▸ **WHAT THIS TASK INVOLVES**
Reprint every entry, character for character.

▸ **Saved entries**

********

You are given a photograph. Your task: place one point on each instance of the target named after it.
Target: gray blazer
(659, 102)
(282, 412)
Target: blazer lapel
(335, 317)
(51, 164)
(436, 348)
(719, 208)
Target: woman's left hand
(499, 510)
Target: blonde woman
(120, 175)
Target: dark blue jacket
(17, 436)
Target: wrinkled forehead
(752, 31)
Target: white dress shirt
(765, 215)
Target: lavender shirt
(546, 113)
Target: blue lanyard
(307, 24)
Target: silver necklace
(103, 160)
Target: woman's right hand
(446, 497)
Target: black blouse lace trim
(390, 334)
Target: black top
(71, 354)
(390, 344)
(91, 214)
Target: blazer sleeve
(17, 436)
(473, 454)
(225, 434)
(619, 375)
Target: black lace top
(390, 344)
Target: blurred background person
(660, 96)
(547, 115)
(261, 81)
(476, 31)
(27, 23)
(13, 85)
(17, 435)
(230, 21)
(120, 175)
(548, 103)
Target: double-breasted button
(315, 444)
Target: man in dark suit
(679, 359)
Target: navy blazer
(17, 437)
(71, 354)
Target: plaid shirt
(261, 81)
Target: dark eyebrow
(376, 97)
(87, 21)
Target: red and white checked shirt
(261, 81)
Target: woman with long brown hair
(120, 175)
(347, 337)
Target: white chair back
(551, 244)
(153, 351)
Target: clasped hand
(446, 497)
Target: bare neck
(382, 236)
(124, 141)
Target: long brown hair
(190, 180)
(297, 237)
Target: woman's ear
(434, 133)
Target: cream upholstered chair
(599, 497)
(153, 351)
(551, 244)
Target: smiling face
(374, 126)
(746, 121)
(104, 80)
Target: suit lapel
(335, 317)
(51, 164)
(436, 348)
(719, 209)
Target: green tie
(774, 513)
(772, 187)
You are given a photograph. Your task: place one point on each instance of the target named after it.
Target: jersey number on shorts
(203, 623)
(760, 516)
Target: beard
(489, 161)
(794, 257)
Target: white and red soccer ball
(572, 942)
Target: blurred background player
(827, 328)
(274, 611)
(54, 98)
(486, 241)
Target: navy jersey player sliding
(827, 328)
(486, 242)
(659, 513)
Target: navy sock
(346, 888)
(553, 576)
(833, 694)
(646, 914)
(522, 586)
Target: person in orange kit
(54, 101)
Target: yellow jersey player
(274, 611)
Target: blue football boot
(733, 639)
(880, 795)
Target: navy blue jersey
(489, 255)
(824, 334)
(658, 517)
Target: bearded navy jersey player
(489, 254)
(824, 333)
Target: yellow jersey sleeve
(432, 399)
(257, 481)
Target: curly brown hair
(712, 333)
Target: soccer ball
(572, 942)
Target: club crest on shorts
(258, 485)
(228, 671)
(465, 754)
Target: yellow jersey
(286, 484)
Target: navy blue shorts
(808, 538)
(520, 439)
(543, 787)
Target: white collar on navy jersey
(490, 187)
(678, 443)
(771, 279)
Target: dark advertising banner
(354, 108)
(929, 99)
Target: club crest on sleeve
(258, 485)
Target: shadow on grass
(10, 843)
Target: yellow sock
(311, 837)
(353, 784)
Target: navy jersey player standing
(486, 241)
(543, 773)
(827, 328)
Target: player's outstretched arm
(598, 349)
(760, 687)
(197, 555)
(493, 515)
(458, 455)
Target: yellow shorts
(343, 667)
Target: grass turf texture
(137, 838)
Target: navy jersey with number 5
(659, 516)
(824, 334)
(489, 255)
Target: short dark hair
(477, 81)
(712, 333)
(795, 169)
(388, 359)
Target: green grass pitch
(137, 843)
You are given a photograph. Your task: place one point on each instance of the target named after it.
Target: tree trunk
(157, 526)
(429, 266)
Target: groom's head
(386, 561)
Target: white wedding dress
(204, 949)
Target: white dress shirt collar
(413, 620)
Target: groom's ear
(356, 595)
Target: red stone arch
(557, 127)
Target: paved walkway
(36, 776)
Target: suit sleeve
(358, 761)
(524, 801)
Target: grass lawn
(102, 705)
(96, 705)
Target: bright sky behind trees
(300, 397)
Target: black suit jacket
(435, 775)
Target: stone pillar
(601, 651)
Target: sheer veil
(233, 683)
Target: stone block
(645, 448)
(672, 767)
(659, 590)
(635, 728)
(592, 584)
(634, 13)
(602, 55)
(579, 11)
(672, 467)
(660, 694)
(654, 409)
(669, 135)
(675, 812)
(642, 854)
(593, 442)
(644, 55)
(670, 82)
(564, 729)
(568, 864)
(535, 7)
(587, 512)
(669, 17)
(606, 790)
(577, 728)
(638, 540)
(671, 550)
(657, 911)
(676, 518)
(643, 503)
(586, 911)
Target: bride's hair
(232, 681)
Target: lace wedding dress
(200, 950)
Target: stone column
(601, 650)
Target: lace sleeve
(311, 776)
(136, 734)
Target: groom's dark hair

********

▸ **TASK ANSWER**
You are given a photograph. Your task: place one point on each instance of the target named after it.
Target: gray blazer
(659, 102)
(282, 412)
Target: blazer lapel
(335, 317)
(51, 164)
(436, 348)
(719, 208)
Target: woman's left hand
(499, 510)
Target: blonde woman
(120, 175)
Target: dark blue jacket
(17, 436)
Target: wrinkled forehead
(752, 31)
Target: white dress shirt
(765, 215)
Target: lavender shirt
(546, 113)
Target: blue lanyard
(307, 24)
Target: silver necklace
(103, 160)
Target: woman's right hand
(446, 497)
Target: black blouse lace trim
(390, 334)
Target: black top
(71, 354)
(390, 344)
(91, 214)
Target: blazer sleeve
(17, 436)
(473, 454)
(225, 434)
(619, 375)
Target: black lace top
(390, 344)
Target: blurred background person
(660, 96)
(547, 115)
(261, 81)
(476, 31)
(27, 23)
(13, 85)
(17, 435)
(230, 21)
(120, 175)
(548, 103)
Target: double-breasted button
(315, 444)
Target: man in dark suit
(679, 359)
Target: navy blazer
(17, 437)
(71, 354)
Target: plaid shirt
(261, 81)
Target: dark eyebrow
(376, 97)
(87, 21)
Target: red and white checked shirt
(261, 81)
Target: woman with long brown hair
(120, 175)
(347, 337)
Target: white chair back
(551, 244)
(153, 351)
Target: clasped hand
(446, 497)
Target: bare neck
(382, 236)
(124, 141)
Target: long brown hair
(190, 180)
(297, 237)
Target: woman's ear
(434, 133)
Target: cream upholstered chair
(599, 497)
(153, 351)
(551, 244)
Target: smiling face
(374, 126)
(746, 121)
(104, 80)
Target: suit lapel
(335, 317)
(51, 164)
(436, 348)
(719, 209)
Target: green tie
(774, 513)
(772, 187)
You are given a photograph. Your task: place one point on each instance of the target named after it.
Target: jersey number on shorts
(203, 623)
(760, 516)
Target: beard
(489, 161)
(794, 257)
Target: white and red soccer ball
(572, 942)
Target: blurred background player
(827, 328)
(274, 611)
(54, 98)
(486, 241)
Target: navy jersey player sliding
(827, 328)
(486, 242)
(659, 513)
Target: navy sock
(346, 888)
(553, 576)
(833, 694)
(646, 914)
(522, 586)
Target: person in orange kit
(54, 101)
Target: yellow jersey player
(274, 611)
Target: blue football boot
(733, 639)
(880, 795)
Target: navy blue jersey
(489, 255)
(824, 334)
(658, 517)
Target: bearded navy jersey player
(489, 254)
(824, 333)
Target: yellow jersey sleeve
(432, 399)
(257, 481)
Target: curly brown hair
(712, 333)
Target: soccer ball
(572, 942)
Target: club crest on shorts
(258, 485)
(228, 671)
(465, 754)
Target: yellow jersey
(286, 484)
Target: navy blue shorts
(808, 538)
(520, 439)
(543, 787)
Target: white collar on navy jersey
(490, 187)
(678, 443)
(771, 279)
Target: dark advertising banner
(354, 108)
(929, 99)
Target: club crest on sleeve
(258, 485)
Target: shadow on grass
(10, 843)
Target: yellow sock
(311, 837)
(353, 784)
Target: navy jersey player standing
(486, 241)
(543, 773)
(827, 328)
Target: player's outstretched arm
(598, 349)
(760, 687)
(197, 555)
(493, 515)
(458, 455)
Target: yellow shorts
(343, 667)
Target: grass turf texture
(137, 838)
Target: navy jersey with number 5
(659, 516)
(824, 334)
(489, 255)
Target: short dark hair
(477, 81)
(712, 333)
(795, 169)
(388, 359)
Target: green grass pitch
(137, 843)
You are given a photograph. Your task: place one point on each instance of the target named after it.
Target: tree trunk
(157, 526)
(429, 266)
Target: groom's head
(386, 561)
Target: white wedding dress
(204, 949)
Target: white dress shirt collar
(413, 620)
Target: groom's ear
(356, 595)
Target: red stone arch
(557, 127)
Target: paved walkway
(36, 776)
Target: suit sleeve
(358, 761)
(524, 801)
Target: grass lawn
(102, 705)
(96, 705)
Target: bright sky behind trees
(300, 397)
Target: black suit jacket
(435, 775)
Target: stone pillar
(601, 651)
Target: sheer veil
(233, 683)
Target: stone block
(645, 448)
(672, 767)
(659, 590)
(635, 728)
(592, 584)
(634, 13)
(602, 55)
(579, 11)
(672, 467)
(660, 694)
(654, 409)
(669, 135)
(675, 812)
(642, 854)
(593, 442)
(644, 55)
(670, 82)
(564, 729)
(568, 864)
(535, 7)
(587, 512)
(669, 17)
(606, 790)
(577, 728)
(638, 540)
(671, 550)
(657, 911)
(676, 518)
(643, 503)
(586, 911)
Target: bride's hair
(232, 681)
Target: lace wedding dress
(200, 950)
Target: stone column
(601, 650)
Target: lace sleeve
(311, 776)
(136, 734)
Target: groom's dark hair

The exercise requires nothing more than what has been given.